Stored records:
+--

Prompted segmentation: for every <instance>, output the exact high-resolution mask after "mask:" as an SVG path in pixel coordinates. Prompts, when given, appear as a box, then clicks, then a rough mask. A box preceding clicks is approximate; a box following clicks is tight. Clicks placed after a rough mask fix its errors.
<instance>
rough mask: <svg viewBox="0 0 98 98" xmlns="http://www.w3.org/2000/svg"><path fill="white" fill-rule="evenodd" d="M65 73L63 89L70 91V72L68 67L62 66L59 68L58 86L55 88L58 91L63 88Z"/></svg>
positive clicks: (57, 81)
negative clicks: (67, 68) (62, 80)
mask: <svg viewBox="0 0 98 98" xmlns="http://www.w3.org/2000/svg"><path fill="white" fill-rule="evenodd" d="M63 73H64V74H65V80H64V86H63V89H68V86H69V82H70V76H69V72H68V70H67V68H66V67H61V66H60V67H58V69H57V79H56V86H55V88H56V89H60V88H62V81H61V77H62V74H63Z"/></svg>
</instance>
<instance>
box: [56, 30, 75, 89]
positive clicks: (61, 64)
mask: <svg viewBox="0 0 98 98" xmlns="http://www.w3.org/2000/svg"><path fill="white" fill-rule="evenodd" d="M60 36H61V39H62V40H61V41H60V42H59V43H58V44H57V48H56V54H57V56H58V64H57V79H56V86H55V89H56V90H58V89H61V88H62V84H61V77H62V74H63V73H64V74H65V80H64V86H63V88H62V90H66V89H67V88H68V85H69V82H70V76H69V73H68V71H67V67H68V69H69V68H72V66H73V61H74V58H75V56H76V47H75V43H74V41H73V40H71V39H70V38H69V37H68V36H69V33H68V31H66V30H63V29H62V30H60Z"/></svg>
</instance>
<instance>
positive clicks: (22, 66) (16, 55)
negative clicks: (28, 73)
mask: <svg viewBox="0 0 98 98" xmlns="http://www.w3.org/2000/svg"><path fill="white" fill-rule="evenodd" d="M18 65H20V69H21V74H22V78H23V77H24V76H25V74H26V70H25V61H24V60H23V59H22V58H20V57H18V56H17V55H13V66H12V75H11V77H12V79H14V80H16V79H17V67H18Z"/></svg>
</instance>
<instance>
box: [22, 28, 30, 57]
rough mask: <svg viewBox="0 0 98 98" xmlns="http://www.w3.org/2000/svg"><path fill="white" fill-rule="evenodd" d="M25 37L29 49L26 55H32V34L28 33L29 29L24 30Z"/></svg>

+--

● **YOUR GOAL**
How many of the lines above contain the string "positive"? Reply with the number alone.

● **SOLUTION TO THIS PROBLEM**
3